**Exercise inputs**.
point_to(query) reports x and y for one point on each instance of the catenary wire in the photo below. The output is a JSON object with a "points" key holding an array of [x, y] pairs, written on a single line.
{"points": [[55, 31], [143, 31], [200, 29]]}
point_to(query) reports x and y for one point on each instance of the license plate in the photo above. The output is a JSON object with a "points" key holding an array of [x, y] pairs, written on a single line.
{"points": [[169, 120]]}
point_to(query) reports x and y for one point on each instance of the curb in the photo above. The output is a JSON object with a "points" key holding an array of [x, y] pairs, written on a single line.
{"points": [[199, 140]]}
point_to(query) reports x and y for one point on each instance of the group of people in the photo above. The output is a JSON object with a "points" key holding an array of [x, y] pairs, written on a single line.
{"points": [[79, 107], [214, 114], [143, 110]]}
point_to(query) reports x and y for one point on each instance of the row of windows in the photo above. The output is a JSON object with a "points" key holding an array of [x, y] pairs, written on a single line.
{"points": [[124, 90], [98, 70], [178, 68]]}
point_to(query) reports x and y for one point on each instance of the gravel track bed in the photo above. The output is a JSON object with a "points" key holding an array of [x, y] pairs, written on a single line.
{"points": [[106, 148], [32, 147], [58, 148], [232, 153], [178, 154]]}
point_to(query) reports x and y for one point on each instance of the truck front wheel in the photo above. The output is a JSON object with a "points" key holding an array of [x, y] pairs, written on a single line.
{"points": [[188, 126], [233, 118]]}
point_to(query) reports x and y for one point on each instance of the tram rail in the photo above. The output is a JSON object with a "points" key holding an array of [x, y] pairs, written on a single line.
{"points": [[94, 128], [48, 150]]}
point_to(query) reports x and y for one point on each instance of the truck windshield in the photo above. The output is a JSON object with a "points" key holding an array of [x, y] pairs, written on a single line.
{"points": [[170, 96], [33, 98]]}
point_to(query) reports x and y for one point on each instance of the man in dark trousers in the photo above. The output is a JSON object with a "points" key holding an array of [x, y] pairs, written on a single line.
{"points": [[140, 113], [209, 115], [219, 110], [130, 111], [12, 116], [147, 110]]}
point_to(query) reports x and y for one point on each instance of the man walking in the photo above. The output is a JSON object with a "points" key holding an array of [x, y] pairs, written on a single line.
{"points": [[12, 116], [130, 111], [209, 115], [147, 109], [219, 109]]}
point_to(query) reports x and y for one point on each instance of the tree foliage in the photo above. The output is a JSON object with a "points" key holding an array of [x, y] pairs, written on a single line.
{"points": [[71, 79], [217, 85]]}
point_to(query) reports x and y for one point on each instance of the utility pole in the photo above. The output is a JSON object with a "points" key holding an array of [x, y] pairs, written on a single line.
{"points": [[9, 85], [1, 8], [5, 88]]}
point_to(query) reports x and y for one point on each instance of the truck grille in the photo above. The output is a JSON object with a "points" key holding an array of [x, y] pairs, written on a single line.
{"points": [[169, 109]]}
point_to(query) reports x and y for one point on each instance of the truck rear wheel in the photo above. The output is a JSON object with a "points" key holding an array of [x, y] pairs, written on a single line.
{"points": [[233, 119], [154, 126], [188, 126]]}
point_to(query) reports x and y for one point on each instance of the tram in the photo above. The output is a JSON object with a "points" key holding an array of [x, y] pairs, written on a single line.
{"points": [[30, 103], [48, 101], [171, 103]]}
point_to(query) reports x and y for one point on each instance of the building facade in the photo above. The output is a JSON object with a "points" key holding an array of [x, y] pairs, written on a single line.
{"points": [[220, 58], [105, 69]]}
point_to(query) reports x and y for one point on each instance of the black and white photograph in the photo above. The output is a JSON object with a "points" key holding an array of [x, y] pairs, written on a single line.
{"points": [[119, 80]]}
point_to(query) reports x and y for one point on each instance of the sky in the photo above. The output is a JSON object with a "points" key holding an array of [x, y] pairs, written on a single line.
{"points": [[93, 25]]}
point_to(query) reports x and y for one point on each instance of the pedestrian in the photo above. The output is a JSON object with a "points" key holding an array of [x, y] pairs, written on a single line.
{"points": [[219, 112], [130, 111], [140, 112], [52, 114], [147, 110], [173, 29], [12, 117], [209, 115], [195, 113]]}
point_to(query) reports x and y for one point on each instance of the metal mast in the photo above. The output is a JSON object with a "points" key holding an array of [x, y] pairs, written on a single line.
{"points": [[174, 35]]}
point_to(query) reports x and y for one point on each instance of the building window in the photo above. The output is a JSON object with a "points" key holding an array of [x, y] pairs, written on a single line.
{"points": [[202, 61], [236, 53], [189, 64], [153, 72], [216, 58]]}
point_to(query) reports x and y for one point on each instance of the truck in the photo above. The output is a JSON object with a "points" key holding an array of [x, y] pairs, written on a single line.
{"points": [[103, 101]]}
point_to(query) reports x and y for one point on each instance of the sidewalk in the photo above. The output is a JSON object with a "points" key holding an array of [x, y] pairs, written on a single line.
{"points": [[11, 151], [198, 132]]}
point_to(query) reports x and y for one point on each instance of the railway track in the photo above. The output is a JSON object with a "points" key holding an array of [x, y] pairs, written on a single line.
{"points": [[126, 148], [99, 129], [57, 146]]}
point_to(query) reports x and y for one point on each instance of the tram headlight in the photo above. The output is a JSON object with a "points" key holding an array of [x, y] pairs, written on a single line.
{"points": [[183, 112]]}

**Aim of the exercise**. Using the exact wording, write out all of the records.

**Exercise result**.
point_to(query) reports x and y for one point on each instance of the catenary wire in the photo below. The output is a JSON object with a "points" key holding an array of [x, y] pairs, written on a single line.
{"points": [[55, 31], [143, 31], [200, 29]]}
point_to(query) reports x and y for one point on each instance of the license plate in the photo above. The output is a JSON object with a "points" key holding an array of [x, y] pairs, written on a single line.
{"points": [[169, 120]]}
point_to(query) reports x and y for one point on each instance of the curb in the photo above. The output is a JSON object with a "points" key holding an array of [x, y] pairs, written on a single line.
{"points": [[199, 140]]}
point_to(query) reports x and y for one point on each instance of the group of people in the photo above. The output is a JSON object with a "points" key holding an array of [x, y] pairs, written on a single line.
{"points": [[79, 107], [214, 114], [143, 110]]}
point_to(query) reports x and y for one point on each instance of the row of windows in the photo above. The output is a JSON object with a "points" key holding an array of [x, y] pairs, written on a single line.
{"points": [[124, 90], [98, 70], [178, 68]]}
point_to(query) reports x and y for one point on each instance of the gravel track bed in the photo above. The output is a JSON object with a "points" key holding an array of [x, y] pairs, written on a single line.
{"points": [[106, 148], [32, 147], [58, 148], [232, 153], [178, 154]]}
point_to(query) reports x and y for one point on each instance of the truck front wheel in the photo above. The output is a JSON object with a "points" key holding an array of [x, y] pairs, written on a single line.
{"points": [[188, 126], [233, 118]]}
point_to(query) reports x and y for one point on each instance of the tram rail in the photo above. The output is a JSON object with a "points" key holding an array of [x, y] pairs, written on a single line.
{"points": [[94, 128], [48, 150]]}
point_to(query) reports x and y for one point on each instance of the truck windshield in the photo above. The output is a JSON object with a "points" key holding an array of [x, y] pairs, written on a single line.
{"points": [[170, 96], [33, 98]]}
point_to(query) reports x and y for one point on each instance of the man in dark trousers in the photo above. The output is a JSON object with a "points" key holding an array of [x, y] pairs, written on a single line.
{"points": [[140, 113], [209, 115], [219, 110], [130, 111], [12, 116], [147, 110]]}
point_to(query) reports x and y for one point on each instance of the man walking in the photo above. The output is a JSON object with a "points" key holding an array of [x, y] pairs, written on a single line.
{"points": [[12, 116], [130, 111], [209, 115], [147, 109], [219, 109]]}
point_to(query) reports x and y for one point on each instance of the tree foliage in the photo above. The output is a JSON object with a "points" key holding an array of [x, y] pairs, written on a single line.
{"points": [[71, 79], [217, 85]]}
point_to(query) reports x and y for one point on each instance of the utility pole in the photo above. The output is a JSON object with a "points" key holding an array of [x, y] pairs, written on a single line.
{"points": [[9, 85], [1, 8], [5, 88]]}
point_to(query) reports x and y for one point on each instance of the truck grille in the photo above. The output is a JSON object with a "points" key holding an array of [x, y] pairs, written on a single line.
{"points": [[169, 109]]}
point_to(query) reports x and y for one point on each instance of the truck rear wheel in the photo above. The output is a JSON object with a "points" key holding an array of [x, y] pairs, written on a single line.
{"points": [[233, 119], [154, 126], [188, 126]]}
point_to(query) reports x and y for one point on each instance of the tram in the photo above. The output is a JSON object with a "points" key holding an array of [x, y] pairs, written on a single line.
{"points": [[30, 103], [48, 101], [171, 103]]}
point_to(query) reports x and y for one point on each instance of the building facade in the photo above. The output is a JSON object with a "points" key holding an array of [x, y] pairs, written on a single line.
{"points": [[220, 58], [105, 69]]}
point_to(query) reports x and y for one point on each instance of the black and white photograph in the photo above. The output is a JSON object with a "points" key holding an array of [x, y] pairs, written on a single line.
{"points": [[119, 80]]}
point_to(query) reports x and y for one point on each instance of the sky in the photo above. The output is a JSON object with a "points" key holding an array of [x, y] pairs, written on a single line.
{"points": [[93, 25]]}
point_to(query) reports x and y for one point on each instance of the pedestrian in the photo above. The output is a JSON object with a "points" key holding an array of [x, y] pairs, written on a single line.
{"points": [[219, 112], [130, 111], [140, 112], [52, 114], [147, 110], [173, 29], [12, 117], [209, 115], [195, 113]]}
point_to(query) reports x and y for one point on each instance of the metal mast in the photo above. The output is a JSON object with a "points" key holding an array of [x, y] pairs, written on a single line.
{"points": [[174, 35]]}
point_to(query) reports x and y for one point on each instance of the building window in the photo above. The output is a JSON object with a "points" key holding an array of [x, y] pairs, written on a single line.
{"points": [[202, 61], [236, 53], [189, 64], [153, 72], [216, 58]]}
point_to(query) reports x and y for one point on each instance of the truck in the photo above. The output is a JSON object with a "points" key holding an array of [x, y] pairs, written on a single line.
{"points": [[103, 101]]}
point_to(query) reports x and y for one point on each instance of the sidewalk in the photo above. The output is a JSON object with a "points" key holding an array of [x, y] pairs, written on a single line.
{"points": [[11, 151], [198, 132]]}
point_to(query) reports x and y for one point on each instance of the railway track in the photo above. The output is a JSON object with a "points" key holding an array of [x, y] pairs, written on a single line.
{"points": [[126, 148], [99, 129], [57, 146]]}
point_to(query) reports x and y for one point on each instance of the tram headlight in the photo above. The output is a JSON object with a "points" key holding an array of [x, y] pairs, written on a single line.
{"points": [[183, 112]]}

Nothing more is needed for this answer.